> Task details
Each line from the one that contains "Q: In the photo above, point to the woman" to the last line of the records below must be restated word for word.

======== Working data ========

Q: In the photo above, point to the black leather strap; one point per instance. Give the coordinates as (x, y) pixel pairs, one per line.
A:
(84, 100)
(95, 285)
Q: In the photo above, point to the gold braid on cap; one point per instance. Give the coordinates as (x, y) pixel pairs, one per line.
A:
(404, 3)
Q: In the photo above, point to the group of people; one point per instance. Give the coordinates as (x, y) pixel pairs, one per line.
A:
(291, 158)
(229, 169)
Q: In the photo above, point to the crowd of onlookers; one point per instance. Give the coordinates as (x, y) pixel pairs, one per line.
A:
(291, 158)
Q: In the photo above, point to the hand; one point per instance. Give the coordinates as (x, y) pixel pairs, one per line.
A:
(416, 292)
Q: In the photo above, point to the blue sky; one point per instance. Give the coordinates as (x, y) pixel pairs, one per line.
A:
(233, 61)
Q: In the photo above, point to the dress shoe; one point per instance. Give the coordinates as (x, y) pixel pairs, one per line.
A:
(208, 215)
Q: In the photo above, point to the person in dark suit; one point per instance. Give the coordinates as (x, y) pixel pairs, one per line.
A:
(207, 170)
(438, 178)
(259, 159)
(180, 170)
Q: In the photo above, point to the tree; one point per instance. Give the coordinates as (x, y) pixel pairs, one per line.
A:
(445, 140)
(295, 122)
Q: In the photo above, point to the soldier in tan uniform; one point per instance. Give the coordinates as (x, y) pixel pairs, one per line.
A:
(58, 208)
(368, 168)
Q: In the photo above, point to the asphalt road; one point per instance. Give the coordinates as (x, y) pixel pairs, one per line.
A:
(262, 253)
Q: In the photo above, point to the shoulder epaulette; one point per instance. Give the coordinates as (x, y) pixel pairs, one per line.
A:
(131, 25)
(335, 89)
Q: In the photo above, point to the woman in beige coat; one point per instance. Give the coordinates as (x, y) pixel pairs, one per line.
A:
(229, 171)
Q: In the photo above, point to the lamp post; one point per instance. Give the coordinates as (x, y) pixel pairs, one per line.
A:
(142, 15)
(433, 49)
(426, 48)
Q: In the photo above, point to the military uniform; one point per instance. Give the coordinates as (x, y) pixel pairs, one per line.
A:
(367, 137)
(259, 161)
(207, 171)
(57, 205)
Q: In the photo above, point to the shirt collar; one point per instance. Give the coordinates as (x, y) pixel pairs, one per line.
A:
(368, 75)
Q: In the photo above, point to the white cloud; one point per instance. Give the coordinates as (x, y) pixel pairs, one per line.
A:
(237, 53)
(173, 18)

========

> Response to this task
Q: In the photo above, point to the woman in beige coat; one point per instance. Give the coordinates as (x, y) pixel pairs, one per line.
A:
(229, 171)
Q: In the photo above, point to the lamp post; one point per instance. Give the coordinates as (x, y) pixel pairs, one per line.
A:
(142, 15)
(433, 49)
(426, 48)
Q: In the photo above, point to the military uniform; one point per instance. Give the coordinates as (x, y) pixel pairs, one per line.
A:
(367, 137)
(259, 161)
(207, 171)
(57, 205)
Q: In the photo above, point to the shirt collar; one point per instance. Give the coordinates as (x, y) pixel pairs, one per line.
A:
(368, 75)
Q: In the photo above, point to the white cloud; one point per instance. Give the coordinates as (x, y) pixel pairs, one per line.
A:
(237, 53)
(173, 18)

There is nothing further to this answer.